EXERCISE
Give back, character for character, the line that includes "For the dataset, tag each instance of the vertical" and all lines beneath it in the data.
+++ EXTRACTED ENTRIES
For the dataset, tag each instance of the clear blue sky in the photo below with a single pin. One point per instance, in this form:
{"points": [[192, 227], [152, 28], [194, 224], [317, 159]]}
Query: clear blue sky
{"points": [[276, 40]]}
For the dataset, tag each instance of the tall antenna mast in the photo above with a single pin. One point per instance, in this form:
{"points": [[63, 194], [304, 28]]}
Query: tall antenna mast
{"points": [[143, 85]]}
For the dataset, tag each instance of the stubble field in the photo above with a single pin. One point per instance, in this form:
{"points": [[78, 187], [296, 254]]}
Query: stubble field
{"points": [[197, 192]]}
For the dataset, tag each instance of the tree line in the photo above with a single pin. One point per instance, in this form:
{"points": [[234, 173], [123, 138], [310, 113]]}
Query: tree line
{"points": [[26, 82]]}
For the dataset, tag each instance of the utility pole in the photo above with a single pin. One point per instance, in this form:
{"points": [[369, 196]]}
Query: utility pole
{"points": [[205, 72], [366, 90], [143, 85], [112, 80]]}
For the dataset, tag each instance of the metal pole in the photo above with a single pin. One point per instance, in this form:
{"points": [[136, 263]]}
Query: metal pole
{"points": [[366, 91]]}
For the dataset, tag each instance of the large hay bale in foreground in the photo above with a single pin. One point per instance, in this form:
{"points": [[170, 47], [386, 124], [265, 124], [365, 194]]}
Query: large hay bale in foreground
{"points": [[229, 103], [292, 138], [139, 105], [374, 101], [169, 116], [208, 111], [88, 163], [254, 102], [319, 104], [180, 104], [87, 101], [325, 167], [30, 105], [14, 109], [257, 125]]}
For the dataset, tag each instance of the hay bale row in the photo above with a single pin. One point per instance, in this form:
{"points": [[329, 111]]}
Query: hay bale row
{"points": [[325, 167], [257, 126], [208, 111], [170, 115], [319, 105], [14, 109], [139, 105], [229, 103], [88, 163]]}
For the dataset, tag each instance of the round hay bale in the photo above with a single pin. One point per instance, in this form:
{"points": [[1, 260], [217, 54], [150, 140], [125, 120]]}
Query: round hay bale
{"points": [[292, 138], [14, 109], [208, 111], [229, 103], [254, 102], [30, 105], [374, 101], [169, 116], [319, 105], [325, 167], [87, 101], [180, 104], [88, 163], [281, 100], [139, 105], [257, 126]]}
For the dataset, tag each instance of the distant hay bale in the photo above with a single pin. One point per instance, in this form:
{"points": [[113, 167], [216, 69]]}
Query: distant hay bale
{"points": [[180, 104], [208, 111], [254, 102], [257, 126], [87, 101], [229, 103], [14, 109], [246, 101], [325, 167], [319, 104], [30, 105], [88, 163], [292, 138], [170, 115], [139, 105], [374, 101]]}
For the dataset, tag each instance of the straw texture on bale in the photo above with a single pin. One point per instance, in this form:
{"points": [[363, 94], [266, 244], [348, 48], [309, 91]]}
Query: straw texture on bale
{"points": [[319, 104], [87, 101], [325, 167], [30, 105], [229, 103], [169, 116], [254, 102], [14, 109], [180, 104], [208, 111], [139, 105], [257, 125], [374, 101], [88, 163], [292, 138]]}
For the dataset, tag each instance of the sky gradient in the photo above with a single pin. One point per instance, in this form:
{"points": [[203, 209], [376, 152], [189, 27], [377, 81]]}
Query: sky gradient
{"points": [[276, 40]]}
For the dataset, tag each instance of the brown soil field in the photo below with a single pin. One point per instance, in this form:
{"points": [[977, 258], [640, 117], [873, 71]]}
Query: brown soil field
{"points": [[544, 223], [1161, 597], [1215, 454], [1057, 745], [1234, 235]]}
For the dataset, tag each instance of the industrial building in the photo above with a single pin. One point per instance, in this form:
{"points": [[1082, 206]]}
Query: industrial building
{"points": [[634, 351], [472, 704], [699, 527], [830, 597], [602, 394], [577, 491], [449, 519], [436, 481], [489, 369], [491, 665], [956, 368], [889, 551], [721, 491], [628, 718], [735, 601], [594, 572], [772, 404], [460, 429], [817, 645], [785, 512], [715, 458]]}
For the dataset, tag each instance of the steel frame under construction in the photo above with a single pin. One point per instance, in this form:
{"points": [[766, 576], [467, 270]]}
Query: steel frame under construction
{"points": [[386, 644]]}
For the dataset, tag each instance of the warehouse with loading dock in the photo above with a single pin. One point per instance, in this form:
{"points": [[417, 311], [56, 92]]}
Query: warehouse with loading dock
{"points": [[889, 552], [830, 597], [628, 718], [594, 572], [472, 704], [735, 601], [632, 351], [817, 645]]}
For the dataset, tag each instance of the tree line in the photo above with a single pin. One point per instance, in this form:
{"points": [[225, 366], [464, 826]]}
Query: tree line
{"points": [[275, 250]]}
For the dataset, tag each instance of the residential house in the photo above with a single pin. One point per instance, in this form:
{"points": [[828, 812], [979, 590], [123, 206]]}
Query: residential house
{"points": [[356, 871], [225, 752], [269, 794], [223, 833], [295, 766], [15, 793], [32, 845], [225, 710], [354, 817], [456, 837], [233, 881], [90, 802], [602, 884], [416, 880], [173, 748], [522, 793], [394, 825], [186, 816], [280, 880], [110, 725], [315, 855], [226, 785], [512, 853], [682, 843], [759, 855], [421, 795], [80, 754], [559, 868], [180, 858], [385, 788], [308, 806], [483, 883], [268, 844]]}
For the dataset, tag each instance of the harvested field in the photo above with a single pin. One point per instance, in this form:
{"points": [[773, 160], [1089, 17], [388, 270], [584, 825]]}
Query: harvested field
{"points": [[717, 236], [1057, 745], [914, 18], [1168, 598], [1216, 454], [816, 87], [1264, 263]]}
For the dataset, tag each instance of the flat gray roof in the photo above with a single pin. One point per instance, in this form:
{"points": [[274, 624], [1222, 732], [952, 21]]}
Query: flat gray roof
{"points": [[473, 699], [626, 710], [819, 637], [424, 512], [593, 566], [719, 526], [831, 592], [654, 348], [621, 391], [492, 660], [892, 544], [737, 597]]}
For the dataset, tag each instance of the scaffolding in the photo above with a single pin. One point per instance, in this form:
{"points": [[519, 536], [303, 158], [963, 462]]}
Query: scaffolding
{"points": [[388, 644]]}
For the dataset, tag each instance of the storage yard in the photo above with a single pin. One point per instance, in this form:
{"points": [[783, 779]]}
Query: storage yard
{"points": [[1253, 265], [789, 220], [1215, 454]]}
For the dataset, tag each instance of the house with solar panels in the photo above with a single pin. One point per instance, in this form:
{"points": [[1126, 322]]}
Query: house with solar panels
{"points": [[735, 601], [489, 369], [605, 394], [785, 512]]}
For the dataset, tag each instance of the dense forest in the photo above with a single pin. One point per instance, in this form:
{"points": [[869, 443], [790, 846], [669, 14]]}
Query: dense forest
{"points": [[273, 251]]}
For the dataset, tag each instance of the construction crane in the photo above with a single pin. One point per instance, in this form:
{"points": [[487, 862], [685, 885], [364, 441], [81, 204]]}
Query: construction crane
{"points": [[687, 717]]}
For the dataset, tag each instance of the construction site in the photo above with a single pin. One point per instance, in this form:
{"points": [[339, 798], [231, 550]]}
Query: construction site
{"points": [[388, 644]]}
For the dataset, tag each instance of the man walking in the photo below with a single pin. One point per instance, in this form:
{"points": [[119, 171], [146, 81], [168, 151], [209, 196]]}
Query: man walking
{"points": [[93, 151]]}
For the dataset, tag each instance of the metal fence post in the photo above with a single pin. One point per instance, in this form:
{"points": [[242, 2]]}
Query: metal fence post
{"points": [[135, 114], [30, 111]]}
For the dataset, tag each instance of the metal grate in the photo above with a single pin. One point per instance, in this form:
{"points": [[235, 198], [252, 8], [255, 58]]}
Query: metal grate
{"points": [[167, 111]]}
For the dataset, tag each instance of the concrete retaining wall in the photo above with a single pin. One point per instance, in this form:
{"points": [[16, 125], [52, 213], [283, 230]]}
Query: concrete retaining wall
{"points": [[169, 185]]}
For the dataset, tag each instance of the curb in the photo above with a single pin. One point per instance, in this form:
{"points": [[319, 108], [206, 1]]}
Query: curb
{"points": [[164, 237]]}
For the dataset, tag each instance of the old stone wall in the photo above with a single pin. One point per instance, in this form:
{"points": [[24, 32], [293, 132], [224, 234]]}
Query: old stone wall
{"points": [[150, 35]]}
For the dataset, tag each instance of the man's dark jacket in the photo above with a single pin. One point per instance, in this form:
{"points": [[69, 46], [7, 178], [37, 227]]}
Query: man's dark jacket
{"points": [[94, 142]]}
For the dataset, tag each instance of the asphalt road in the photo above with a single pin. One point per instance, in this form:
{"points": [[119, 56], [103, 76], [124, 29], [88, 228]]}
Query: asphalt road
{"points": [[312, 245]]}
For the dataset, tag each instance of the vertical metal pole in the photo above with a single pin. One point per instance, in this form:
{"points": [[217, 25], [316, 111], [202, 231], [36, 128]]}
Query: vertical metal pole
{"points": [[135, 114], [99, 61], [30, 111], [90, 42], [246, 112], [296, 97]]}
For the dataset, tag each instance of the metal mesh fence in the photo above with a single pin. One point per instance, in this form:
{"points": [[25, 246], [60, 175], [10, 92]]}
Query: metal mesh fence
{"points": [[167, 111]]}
++++++
ANSWER AREA
For the dataset, tag each instance of the vertical metal pole in the photo above with a single pin. One point per instance, in this form:
{"points": [[217, 25], [316, 111], [202, 231], [36, 128]]}
Query: vertical metal pole
{"points": [[135, 114], [99, 61], [30, 111], [90, 42], [246, 112], [296, 97]]}
For the dataset, tag each instance of the metal mesh fence in the photo above with a single pin. One point per instance, in this form:
{"points": [[25, 246], [60, 175], [10, 92]]}
Query: metal mesh fence
{"points": [[167, 111]]}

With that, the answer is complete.